▶ _Document extract_
+++++

You can add depth to activities in product evaluation tasks by asking pupils to explore values issues and encouraging critical thinking. For example, they could:
consider the product's benefits and disadvantages for its users and others
consider the product's impact on a wider range of people
evaluate its environmental impact and any unintended outcomes
balance social and financial issues when evaluating their own and others' designs.
For a typical product analysis activity:
ask yourself what level of result you would realistically expect
identify what a much better than normal result might look like
decide how you will identify pupils who might need to work differently from the norm
decide how to vary the work to accommodate these pupils
identify where you may need to catch a pupil early in an activity and talk about, for example, better quality research, using a wider range of source material, producing a larger number of initial ideas, carrying out more detailed testing.
Year 4: Lighting
Unit 4E: Lighting it up
Design and make a new type of light that you can control and that satisfies certain needs of the person who will use it.
Product evaluation activity
Discuss the circumstances in which each light is used and relate these to the particular features of its design, for example a light to light up a display, a night-light for a baby, a student who needs a light at a table, a security light. How does a designer take account of individual differences/preferences when designing a product to be used by the general public?
In this activity, all pupils are evaluating lights used in different circumstances. You could organise this so that gifted pupils work at a more sophisticated level, evaluating a more complex range of lights that are used in more unusual situations and for very particular individual user needs. The information about how a designer takes differences and preferences into account would reflect the depth of their review.
Year 7: Evaluating textiles
Unit 7A(iii): Understanding materials: focus: textiles
Product evaluation activity
Ask the pupils to examine a range of existing products, for example, pupils could investigate in small groups a selection of sports kit for different functions, with a range of features.
Extension
Some pupils may also be able to consider the impact of a product beyond the designer's intentions.

+++++

▶ _Given data_
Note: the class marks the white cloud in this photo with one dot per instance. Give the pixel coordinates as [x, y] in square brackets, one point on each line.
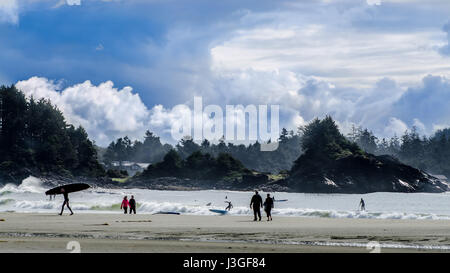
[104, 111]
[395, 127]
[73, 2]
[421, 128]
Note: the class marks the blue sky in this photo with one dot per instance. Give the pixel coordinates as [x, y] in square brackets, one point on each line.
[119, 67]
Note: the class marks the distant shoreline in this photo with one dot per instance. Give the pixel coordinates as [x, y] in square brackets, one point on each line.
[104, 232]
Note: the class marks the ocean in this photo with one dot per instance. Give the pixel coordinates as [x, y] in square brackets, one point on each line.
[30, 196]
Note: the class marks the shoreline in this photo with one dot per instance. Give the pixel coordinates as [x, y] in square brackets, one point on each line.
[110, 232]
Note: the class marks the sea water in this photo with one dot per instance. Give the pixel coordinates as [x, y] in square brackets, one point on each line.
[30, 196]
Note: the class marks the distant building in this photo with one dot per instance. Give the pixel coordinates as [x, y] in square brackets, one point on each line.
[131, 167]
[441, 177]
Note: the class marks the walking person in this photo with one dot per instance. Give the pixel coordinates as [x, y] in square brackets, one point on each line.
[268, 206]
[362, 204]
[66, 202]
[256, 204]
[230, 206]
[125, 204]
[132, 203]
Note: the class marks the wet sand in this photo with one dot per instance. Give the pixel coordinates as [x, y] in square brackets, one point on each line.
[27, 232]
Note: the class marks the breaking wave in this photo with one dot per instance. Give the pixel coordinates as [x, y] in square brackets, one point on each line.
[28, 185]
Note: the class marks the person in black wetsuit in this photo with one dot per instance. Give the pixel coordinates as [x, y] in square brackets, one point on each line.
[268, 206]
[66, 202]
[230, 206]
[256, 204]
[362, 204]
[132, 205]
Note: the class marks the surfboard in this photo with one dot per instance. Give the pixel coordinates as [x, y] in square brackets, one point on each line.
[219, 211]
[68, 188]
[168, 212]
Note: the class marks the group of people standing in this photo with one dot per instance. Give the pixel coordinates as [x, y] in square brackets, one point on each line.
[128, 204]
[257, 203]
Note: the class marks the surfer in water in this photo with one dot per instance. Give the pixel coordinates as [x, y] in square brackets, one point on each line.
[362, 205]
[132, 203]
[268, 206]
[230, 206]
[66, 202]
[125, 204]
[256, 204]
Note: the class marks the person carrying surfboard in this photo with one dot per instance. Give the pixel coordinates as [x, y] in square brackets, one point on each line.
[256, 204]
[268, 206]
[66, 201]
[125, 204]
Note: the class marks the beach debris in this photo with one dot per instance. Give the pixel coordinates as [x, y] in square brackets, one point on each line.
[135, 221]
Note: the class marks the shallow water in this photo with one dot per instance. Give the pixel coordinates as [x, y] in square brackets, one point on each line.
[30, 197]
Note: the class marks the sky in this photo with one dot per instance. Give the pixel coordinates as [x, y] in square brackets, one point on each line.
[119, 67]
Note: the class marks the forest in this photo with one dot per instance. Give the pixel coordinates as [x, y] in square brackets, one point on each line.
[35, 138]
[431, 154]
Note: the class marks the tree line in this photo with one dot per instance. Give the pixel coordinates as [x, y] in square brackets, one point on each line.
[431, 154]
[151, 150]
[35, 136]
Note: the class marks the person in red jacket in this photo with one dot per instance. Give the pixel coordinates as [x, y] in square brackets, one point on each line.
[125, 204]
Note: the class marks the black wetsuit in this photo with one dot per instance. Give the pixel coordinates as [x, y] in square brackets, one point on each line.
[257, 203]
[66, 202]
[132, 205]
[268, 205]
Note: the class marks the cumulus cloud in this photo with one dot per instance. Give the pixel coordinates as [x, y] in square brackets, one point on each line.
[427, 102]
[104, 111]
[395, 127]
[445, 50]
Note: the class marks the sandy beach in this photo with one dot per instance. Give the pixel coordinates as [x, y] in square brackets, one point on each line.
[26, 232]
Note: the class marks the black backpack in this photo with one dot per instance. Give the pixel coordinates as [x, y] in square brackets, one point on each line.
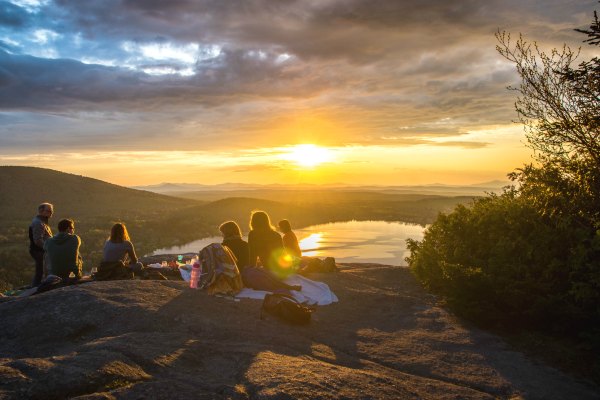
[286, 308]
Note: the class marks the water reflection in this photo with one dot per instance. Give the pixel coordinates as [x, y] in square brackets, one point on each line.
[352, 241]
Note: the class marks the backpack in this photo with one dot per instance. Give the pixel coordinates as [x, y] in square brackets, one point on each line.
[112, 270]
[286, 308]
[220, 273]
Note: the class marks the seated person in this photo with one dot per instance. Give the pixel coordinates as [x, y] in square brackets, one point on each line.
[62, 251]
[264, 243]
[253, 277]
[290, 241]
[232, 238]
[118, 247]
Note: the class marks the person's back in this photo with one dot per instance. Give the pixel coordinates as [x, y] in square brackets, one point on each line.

+++++

▶ _Task set_
a. In the product evaluation text, what is the title of Unit 4E?
b. Set down the part of the product evaluation text starting with "Year 7: Evaluating" and going on through "the designer's intentions.".

▶ _Activity answers_
a. Lighting it up

b.
Year 7: Evaluating textiles
Unit 7A(iii): Understanding materials: focus: textiles
Product evaluation activity
Ask the pupils to examine a range of existing products, for example, pupils could investigate in small groups a selection of sports kit for different functions, with a range of features.
Extension
Some pupils may also be able to consider the impact of a product beyond the designer's intentions.